• _PROMPT_
Your answer must be an exact repetition of every record.
Start of EXERCISE MATERIAL
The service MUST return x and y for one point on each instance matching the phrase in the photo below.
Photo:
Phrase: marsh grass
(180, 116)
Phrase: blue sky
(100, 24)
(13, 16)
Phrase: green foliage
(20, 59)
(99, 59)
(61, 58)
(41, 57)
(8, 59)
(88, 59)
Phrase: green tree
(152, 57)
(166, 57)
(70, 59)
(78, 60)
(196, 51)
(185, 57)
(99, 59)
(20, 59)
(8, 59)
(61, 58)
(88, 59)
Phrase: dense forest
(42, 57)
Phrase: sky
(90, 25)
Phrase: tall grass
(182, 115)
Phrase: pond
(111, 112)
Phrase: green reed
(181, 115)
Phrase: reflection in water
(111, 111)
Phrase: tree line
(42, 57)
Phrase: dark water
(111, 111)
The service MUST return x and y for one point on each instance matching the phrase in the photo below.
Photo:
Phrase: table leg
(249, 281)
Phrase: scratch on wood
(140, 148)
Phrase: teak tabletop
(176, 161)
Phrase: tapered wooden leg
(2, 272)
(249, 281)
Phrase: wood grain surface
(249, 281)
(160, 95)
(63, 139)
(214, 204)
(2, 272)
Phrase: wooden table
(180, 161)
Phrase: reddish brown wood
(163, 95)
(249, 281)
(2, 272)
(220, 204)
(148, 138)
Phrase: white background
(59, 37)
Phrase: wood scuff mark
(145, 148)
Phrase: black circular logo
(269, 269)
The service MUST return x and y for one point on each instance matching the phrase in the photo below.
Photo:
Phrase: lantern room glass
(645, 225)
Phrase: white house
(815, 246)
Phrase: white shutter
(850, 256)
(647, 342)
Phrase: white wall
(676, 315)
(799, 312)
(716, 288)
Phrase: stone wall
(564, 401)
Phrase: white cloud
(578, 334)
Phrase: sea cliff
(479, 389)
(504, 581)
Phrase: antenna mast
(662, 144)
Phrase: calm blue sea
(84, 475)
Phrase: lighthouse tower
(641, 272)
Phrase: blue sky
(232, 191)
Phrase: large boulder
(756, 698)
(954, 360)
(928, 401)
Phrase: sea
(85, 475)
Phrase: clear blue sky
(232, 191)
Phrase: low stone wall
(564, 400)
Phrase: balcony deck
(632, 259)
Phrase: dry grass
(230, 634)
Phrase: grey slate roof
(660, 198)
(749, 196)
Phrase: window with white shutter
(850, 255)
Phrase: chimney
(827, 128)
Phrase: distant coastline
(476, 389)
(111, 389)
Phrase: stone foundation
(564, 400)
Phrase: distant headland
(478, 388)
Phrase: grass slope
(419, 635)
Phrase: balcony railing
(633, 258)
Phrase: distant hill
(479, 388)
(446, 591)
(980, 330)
End of EXERCISE MATERIAL
• _EXERCISE OUTPUT_
The service MUST return x and y for one point on each instance matching the phrase in the photo below.
Photo:
Phrase: marsh grass
(180, 116)
Phrase: blue sky
(100, 24)
(13, 16)
Phrase: green foliage
(20, 59)
(99, 59)
(61, 58)
(41, 57)
(8, 59)
(88, 59)
Phrase: green tree
(152, 57)
(166, 57)
(70, 59)
(78, 60)
(196, 51)
(185, 57)
(99, 59)
(20, 59)
(8, 59)
(61, 58)
(88, 59)
Phrase: dense forest
(42, 57)
Phrase: sky
(90, 25)
Phrase: tall grass
(182, 115)
Phrase: pond
(111, 112)
Phrase: green reed
(181, 115)
Phrase: reflection in water
(111, 111)
Phrase: tree line
(42, 57)
Phrase: dark water
(111, 111)
The service MUST return x and y for one point on each instance matching the phrase in the photo below.
Photo:
Phrase: table leg
(249, 281)
Phrase: scratch on wood
(140, 148)
Phrase: teak tabletop
(176, 161)
Phrase: tapered wooden leg
(2, 272)
(249, 281)
Phrase: wood grain surface
(249, 281)
(160, 95)
(63, 139)
(214, 204)
(2, 272)
Phrase: wooden table
(180, 161)
Phrase: reddish brown wood
(163, 95)
(249, 281)
(2, 272)
(220, 204)
(148, 138)
Phrase: white background
(59, 37)
Phrase: wood scuff mark
(145, 148)
Phrase: black circular logo
(269, 269)
The service MUST return x and y for one point on each instance matching the phrase in the photo below.
Photo:
Phrase: lantern room glass
(645, 225)
Phrase: white house
(815, 246)
Phrase: white shutter
(850, 256)
(647, 342)
Phrase: white wall
(676, 315)
(799, 312)
(716, 288)
Phrase: stone wall
(564, 401)
Phrase: white cloud
(578, 334)
Phrase: sea cliff
(479, 389)
(504, 581)
Phrase: antenna mast
(662, 144)
Phrase: calm blue sea
(84, 475)
Phrase: lighthouse tower
(641, 272)
Phrase: blue sky
(232, 191)
Phrase: large boulder
(756, 698)
(954, 360)
(928, 401)
Phrase: sea
(85, 475)
Phrase: clear blue sky
(232, 191)
Phrase: low stone wall
(564, 400)
Phrase: balcony deck
(632, 259)
Phrase: dry grass
(230, 634)
Phrase: grey slate roof
(660, 198)
(749, 196)
Phrase: window with white shutter
(850, 255)
Phrase: chimney
(827, 128)
Phrase: distant coastline
(476, 389)
(111, 389)
Phrase: stone foundation
(564, 400)
Phrase: distant headland
(478, 388)
Phrase: grass slope
(419, 635)
Phrase: balcony railing
(633, 258)
Phrase: distant hill
(479, 388)
(446, 591)
(980, 330)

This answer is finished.